» **WHAT YOU ARE ASKED TO DO**
Starting at the line that contains "Pass this photo to locate to point out the open", print each line exactly through the end of the listing. Skip any pictures and add nothing.

--- GIVEN RECORDS ---

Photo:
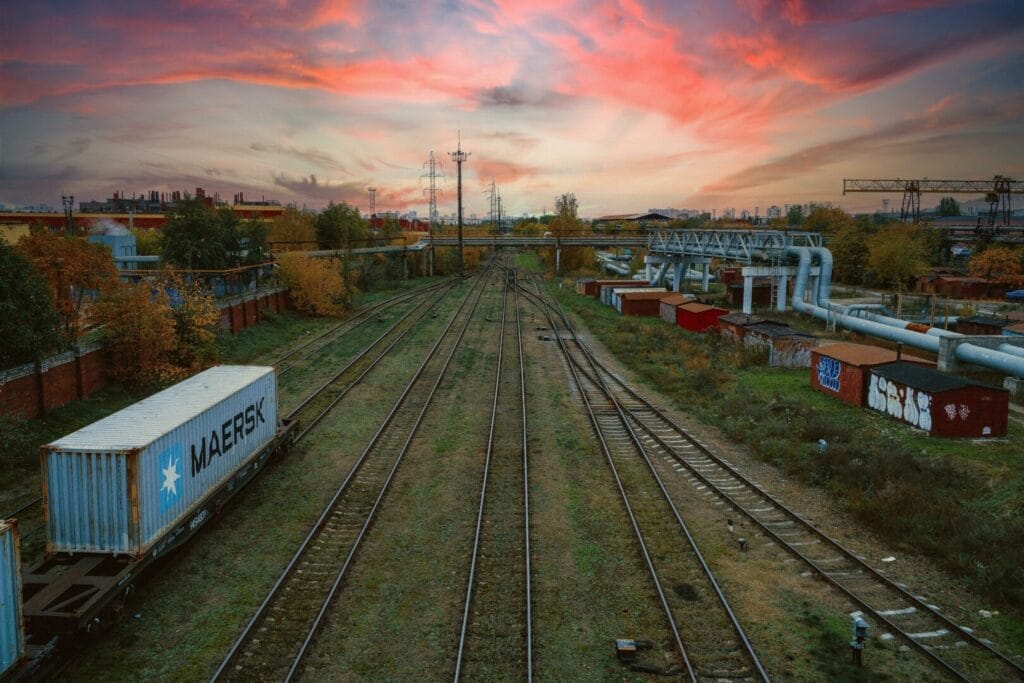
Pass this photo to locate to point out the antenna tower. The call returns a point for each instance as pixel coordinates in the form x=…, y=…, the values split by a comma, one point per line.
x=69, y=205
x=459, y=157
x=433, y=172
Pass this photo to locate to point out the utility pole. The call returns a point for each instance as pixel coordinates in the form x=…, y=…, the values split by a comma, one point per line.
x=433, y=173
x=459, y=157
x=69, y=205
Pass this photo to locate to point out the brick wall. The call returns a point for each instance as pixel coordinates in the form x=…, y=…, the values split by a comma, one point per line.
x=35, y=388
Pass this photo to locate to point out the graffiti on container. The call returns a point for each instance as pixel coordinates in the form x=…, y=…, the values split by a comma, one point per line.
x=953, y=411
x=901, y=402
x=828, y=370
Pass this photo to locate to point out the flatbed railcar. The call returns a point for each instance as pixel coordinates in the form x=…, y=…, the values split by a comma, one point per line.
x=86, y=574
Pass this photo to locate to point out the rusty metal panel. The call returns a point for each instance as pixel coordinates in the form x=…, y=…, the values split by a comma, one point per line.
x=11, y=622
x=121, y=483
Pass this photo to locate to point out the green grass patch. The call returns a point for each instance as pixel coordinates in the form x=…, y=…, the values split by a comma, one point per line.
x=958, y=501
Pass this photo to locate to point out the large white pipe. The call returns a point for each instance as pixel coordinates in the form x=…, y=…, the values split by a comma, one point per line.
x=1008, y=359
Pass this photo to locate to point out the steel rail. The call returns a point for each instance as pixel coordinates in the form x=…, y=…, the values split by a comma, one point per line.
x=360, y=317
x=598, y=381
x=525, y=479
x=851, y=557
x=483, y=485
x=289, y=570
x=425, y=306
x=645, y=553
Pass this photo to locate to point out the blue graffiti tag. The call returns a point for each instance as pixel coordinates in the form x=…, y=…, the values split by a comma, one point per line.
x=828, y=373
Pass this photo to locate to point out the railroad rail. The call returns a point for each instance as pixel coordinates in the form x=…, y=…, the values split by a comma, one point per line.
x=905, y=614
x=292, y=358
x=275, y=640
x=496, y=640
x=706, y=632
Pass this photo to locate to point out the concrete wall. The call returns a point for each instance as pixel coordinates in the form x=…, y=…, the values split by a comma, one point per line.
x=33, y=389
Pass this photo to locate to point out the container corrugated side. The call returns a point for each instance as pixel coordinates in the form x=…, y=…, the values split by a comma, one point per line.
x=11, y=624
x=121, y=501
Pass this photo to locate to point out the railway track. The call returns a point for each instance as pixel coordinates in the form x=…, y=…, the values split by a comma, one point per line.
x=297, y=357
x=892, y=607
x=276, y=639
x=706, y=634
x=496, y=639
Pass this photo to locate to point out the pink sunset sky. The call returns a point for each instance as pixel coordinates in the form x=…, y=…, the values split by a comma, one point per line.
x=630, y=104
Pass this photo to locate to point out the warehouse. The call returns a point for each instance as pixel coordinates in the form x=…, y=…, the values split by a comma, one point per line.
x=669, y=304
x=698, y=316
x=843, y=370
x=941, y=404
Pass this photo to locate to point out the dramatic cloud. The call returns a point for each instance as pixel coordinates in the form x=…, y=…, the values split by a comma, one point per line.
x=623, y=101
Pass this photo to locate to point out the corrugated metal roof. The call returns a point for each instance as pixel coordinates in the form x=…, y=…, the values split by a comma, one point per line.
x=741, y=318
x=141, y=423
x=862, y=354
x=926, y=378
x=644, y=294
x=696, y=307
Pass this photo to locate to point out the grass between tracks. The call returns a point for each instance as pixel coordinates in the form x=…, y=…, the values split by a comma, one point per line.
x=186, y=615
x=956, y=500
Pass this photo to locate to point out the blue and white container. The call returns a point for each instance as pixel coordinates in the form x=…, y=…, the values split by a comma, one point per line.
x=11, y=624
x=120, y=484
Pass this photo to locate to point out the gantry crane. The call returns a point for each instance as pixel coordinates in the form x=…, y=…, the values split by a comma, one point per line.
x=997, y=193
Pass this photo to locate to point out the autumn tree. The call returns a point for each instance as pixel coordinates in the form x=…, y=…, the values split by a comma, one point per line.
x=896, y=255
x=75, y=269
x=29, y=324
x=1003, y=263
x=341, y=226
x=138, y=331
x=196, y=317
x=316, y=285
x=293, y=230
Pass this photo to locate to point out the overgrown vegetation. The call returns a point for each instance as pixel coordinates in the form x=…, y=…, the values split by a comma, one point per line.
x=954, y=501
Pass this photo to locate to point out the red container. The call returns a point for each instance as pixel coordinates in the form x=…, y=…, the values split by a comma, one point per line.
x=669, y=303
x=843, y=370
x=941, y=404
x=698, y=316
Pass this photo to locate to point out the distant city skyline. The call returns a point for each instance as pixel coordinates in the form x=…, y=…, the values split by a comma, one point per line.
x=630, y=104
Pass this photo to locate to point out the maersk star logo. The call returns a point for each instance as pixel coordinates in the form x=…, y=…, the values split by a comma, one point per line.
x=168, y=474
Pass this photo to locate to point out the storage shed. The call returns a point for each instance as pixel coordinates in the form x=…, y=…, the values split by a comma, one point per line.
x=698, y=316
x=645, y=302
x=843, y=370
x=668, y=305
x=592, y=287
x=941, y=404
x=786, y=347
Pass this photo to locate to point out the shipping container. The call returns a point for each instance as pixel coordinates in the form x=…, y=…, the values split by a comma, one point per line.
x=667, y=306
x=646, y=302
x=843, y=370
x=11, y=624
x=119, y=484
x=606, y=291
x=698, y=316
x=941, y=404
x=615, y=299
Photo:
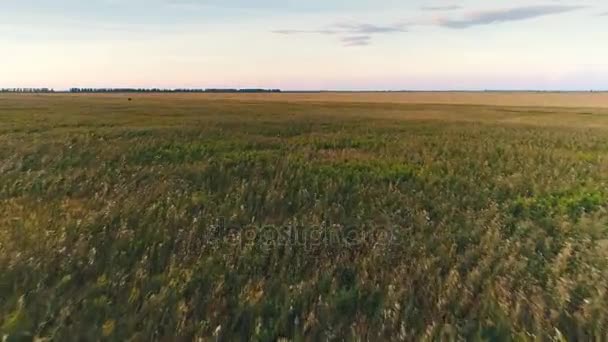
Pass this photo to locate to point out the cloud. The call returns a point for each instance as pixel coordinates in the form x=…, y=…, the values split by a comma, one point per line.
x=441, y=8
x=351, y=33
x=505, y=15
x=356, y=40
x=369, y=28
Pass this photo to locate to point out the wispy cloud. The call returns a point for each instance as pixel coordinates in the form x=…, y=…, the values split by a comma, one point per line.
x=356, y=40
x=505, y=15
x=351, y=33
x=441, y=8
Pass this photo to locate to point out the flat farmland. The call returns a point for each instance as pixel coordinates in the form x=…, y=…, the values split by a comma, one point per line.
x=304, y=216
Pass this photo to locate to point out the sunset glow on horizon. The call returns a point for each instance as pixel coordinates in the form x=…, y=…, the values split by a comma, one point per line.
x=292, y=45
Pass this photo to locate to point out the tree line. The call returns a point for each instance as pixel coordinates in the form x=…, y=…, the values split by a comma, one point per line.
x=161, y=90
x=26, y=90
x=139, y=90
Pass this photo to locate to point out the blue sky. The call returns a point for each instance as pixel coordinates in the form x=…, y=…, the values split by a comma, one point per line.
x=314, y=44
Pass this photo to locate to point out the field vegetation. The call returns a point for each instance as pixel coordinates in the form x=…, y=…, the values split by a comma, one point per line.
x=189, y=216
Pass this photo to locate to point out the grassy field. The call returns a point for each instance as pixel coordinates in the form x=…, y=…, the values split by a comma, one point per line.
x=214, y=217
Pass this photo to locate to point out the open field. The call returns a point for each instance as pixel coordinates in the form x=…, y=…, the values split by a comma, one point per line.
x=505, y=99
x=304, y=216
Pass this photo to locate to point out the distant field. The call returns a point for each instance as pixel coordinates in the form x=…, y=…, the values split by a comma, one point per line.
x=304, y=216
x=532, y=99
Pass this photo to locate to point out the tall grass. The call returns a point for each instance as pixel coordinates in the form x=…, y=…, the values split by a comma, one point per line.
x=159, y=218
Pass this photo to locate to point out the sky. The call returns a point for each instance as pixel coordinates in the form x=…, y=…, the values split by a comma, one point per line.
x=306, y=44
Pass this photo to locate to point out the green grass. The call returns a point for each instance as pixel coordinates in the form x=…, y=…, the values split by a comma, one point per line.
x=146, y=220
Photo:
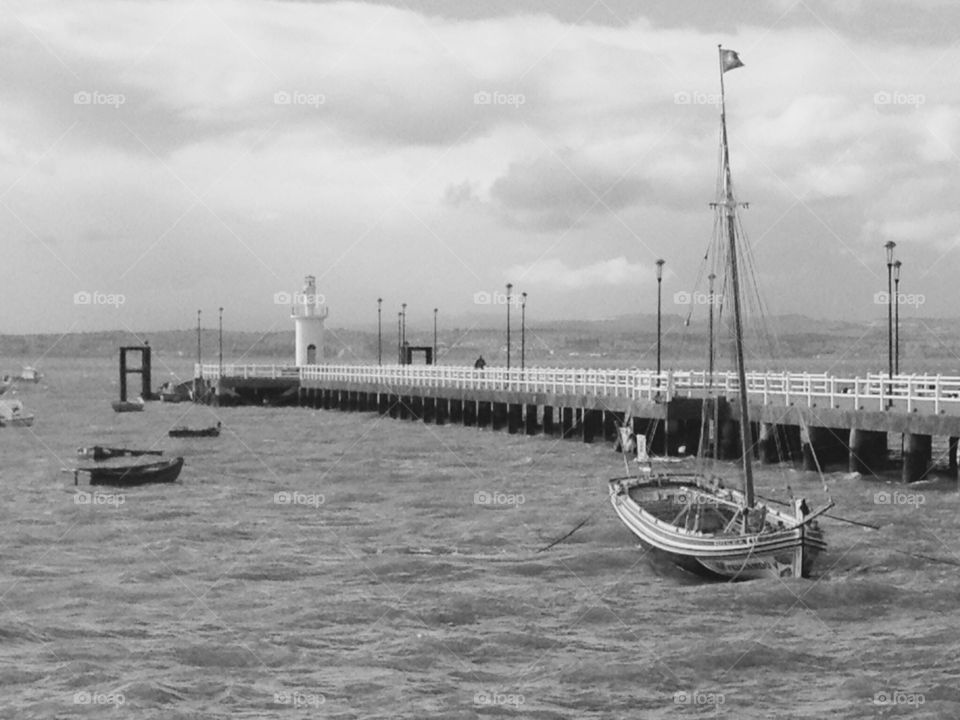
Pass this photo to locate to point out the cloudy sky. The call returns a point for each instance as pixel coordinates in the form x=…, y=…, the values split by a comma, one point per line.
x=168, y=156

---

» **OUTPUT FOR THIS EXERCISE**
Pass this photo to locate to point out the open field. The call returns a point for each instance as pixel coordinates in the form x=…, y=…, the values split by a comma, one point per line.
x=505, y=99
x=304, y=216
Pass this photo to locate to point out the distant field. The call returns a point for each instance as pixel coordinates in the form x=…, y=…, the values split by a comma, one point per line.
x=304, y=216
x=532, y=99
Pass this photo to locate to point out the tall grass. The call returns a point for each instance as pixel coordinates in the form x=…, y=…, the values split by a comma, one point per line.
x=159, y=218
Pass this photo to locate to point out the sky. The call returns a point for each instance as pixel coordinates in the form x=…, y=…, the values split by a comma, one point per line.
x=306, y=44
Pass this photo to locate to point out the green grass. The call returns a point for each instance as pixel coordinates in the form x=…, y=…, the values split by a comma, one point per line.
x=146, y=220
Photo:
Pass this photo to locate to point out the cloudy sky. The call returns a point for each instance as pixel coordinates in the form x=…, y=…, the values split by a comma, one point per line.
x=168, y=156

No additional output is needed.